_What you have to do_
Could you express the items as a numbered list, with blank lines left out, starting with the line that contains "terracotta flower pot" and going on through the line that contains "[0,40,281,240]"?

Part of a data file:
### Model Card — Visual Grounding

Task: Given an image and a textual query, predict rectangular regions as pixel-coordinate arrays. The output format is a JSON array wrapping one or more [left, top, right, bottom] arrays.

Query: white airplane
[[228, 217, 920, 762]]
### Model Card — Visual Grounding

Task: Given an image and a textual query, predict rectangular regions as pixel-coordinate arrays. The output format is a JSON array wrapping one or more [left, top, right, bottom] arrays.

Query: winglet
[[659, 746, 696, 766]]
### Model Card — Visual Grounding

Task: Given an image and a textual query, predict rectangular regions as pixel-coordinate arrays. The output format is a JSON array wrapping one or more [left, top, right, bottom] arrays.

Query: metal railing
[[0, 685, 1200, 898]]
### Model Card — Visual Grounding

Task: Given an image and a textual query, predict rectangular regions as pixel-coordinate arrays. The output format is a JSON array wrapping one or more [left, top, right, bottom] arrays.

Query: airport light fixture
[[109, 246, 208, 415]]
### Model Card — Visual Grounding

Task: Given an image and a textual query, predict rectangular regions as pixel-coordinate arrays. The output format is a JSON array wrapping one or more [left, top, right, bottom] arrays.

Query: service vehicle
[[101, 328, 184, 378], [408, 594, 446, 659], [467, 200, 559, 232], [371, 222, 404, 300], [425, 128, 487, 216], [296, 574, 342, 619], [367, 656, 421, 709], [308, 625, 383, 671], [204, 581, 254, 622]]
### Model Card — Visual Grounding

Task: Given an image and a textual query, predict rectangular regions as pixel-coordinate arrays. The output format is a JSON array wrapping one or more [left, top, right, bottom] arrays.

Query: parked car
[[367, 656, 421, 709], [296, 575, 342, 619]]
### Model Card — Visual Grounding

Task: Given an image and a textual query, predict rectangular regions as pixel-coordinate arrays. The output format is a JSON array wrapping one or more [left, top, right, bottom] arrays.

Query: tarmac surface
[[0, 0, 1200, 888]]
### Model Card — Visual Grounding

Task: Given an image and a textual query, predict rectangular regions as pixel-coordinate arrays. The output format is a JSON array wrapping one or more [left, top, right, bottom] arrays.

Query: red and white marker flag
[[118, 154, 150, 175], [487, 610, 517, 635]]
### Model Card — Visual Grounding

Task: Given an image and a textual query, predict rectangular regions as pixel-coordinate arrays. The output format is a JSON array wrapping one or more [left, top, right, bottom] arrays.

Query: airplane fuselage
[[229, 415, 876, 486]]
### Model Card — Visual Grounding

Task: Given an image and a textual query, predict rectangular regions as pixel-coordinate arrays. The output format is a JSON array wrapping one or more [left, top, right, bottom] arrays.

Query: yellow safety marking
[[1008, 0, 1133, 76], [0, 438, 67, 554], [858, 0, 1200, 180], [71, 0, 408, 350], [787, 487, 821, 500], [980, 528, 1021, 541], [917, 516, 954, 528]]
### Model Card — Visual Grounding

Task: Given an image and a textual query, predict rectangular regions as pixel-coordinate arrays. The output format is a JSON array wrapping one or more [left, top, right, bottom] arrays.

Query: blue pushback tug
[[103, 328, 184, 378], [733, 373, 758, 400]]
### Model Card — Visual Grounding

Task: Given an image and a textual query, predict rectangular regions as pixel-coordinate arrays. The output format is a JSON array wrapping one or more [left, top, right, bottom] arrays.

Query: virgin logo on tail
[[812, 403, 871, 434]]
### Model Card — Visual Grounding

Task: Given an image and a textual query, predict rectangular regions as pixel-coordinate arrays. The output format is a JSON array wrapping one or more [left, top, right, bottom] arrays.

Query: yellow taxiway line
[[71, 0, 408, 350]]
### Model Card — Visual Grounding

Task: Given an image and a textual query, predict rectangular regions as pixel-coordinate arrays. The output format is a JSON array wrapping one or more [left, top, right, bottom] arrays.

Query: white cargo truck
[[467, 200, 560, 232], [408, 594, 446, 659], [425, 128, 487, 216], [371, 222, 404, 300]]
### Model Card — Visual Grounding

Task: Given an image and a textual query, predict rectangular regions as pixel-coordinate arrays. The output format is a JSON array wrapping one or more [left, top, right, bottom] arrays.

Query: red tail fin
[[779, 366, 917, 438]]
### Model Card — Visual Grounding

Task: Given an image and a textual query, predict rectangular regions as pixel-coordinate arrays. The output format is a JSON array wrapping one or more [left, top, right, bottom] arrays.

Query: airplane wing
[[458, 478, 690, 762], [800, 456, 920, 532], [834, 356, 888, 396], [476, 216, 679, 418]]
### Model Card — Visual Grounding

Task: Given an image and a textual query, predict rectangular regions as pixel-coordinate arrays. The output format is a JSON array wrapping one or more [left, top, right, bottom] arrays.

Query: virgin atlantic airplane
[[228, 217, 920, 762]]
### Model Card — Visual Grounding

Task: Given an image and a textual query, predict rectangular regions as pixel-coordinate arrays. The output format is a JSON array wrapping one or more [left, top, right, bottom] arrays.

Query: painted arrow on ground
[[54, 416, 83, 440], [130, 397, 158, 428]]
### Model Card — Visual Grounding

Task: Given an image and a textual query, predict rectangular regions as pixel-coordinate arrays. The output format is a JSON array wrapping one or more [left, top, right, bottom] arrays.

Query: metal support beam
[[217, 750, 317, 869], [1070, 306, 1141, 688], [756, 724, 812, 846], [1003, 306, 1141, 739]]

--

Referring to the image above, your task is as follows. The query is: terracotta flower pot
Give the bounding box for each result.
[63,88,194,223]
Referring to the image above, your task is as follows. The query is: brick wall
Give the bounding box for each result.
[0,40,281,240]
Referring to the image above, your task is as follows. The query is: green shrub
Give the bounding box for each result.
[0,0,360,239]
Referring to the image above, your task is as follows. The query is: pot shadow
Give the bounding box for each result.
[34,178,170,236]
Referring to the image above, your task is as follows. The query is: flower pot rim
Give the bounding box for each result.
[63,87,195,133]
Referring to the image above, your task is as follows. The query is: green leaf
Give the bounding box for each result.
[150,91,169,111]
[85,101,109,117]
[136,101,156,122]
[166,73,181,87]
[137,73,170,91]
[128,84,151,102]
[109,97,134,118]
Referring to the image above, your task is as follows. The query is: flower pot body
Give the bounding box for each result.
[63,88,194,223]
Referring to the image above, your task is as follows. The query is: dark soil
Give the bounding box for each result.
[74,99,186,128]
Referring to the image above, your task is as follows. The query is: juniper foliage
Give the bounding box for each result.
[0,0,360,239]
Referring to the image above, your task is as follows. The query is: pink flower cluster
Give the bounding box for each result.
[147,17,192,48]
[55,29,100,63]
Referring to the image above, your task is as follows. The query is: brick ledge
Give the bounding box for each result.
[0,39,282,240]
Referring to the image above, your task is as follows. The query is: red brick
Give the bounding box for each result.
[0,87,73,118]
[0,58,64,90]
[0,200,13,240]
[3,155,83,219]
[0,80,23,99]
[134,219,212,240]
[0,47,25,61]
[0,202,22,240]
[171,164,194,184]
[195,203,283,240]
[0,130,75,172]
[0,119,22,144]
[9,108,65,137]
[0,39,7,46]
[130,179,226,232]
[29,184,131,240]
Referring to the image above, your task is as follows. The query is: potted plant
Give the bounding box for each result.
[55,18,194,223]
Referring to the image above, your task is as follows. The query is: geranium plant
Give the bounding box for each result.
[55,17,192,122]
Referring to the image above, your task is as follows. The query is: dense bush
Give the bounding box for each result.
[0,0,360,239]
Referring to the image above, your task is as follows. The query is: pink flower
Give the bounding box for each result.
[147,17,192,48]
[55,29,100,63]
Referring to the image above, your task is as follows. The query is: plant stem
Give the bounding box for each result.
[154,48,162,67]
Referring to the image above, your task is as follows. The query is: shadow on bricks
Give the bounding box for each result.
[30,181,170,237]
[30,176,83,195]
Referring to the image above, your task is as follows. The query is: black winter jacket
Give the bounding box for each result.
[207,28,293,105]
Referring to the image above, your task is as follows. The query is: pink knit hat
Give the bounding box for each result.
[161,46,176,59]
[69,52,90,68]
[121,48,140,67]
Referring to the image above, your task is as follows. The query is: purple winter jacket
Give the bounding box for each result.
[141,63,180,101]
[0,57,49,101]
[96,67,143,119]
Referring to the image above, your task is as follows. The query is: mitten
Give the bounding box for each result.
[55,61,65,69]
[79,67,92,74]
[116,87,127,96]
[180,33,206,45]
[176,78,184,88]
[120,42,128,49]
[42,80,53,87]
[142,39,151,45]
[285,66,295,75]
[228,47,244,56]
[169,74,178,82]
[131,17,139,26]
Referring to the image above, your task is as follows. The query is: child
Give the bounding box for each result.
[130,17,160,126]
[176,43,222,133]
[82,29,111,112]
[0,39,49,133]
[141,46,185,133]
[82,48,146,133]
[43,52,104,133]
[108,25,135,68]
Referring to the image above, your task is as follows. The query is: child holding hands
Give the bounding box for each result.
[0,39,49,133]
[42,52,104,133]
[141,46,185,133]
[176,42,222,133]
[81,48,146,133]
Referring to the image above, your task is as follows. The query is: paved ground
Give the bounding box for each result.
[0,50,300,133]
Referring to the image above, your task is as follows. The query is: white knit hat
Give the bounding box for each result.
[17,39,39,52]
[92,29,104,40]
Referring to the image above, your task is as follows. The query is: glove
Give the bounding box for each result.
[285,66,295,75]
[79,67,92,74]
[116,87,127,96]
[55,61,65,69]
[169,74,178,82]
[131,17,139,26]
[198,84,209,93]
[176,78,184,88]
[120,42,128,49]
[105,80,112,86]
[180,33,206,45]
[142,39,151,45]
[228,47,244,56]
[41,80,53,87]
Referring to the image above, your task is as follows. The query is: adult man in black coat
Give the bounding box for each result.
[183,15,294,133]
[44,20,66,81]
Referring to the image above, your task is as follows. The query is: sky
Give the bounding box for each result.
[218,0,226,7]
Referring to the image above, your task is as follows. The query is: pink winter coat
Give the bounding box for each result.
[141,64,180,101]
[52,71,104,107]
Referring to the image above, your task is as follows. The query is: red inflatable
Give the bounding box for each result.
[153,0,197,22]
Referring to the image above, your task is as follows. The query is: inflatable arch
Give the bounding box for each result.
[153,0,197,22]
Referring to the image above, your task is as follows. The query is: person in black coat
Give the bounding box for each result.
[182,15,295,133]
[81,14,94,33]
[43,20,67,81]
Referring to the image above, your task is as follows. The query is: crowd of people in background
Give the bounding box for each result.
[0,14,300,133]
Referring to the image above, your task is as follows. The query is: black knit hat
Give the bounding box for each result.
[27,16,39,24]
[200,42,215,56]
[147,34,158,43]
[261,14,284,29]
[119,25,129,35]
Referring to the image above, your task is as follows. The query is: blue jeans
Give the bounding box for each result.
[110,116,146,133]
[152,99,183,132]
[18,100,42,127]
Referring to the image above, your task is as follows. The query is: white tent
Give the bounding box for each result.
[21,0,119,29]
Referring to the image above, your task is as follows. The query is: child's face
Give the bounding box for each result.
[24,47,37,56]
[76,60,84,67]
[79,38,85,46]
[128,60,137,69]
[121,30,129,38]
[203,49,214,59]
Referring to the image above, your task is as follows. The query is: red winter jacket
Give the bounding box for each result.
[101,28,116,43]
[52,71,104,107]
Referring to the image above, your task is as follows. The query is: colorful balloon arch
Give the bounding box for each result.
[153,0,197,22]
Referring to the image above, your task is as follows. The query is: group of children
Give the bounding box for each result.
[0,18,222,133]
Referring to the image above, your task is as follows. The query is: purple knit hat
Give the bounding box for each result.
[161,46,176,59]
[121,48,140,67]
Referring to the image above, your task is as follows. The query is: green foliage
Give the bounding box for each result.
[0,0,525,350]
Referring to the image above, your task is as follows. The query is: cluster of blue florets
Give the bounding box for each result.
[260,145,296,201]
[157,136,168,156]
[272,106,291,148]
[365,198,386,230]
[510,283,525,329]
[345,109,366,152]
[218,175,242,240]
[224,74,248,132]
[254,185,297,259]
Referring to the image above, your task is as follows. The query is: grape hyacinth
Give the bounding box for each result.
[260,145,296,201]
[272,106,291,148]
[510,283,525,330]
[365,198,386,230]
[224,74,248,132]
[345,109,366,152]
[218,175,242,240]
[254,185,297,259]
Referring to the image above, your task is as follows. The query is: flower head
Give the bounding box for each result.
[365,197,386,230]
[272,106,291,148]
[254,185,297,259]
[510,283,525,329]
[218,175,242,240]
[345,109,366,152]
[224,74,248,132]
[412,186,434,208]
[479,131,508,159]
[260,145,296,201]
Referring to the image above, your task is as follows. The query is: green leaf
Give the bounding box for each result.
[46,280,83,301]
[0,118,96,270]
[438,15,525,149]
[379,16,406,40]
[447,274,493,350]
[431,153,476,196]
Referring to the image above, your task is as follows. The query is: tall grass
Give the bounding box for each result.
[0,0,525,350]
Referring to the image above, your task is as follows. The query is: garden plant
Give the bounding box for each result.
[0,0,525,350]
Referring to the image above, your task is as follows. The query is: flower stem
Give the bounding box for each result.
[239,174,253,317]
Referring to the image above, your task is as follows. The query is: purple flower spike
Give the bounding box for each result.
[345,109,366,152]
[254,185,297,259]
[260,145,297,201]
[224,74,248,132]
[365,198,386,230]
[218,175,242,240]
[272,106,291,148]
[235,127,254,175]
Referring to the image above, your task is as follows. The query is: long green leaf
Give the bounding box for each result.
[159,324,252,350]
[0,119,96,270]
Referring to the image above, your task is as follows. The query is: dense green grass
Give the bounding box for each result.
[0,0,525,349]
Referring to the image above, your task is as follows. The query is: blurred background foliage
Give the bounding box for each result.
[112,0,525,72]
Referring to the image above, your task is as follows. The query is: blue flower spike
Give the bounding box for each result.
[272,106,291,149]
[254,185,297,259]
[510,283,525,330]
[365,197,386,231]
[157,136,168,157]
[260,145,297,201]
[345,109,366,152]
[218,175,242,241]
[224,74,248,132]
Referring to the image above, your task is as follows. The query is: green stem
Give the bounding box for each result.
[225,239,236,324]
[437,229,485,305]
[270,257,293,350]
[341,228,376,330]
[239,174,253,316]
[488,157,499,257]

_In response_
1. Referring to the image above, your task is as follows. The query is: terracotta flower pot
2. Give the bounding box for each result.
3. [63,88,194,223]
4. Referring to the image above, your task is as follows. The query is: brick wall
5. Give the bounding box for each result.
6. [0,40,281,240]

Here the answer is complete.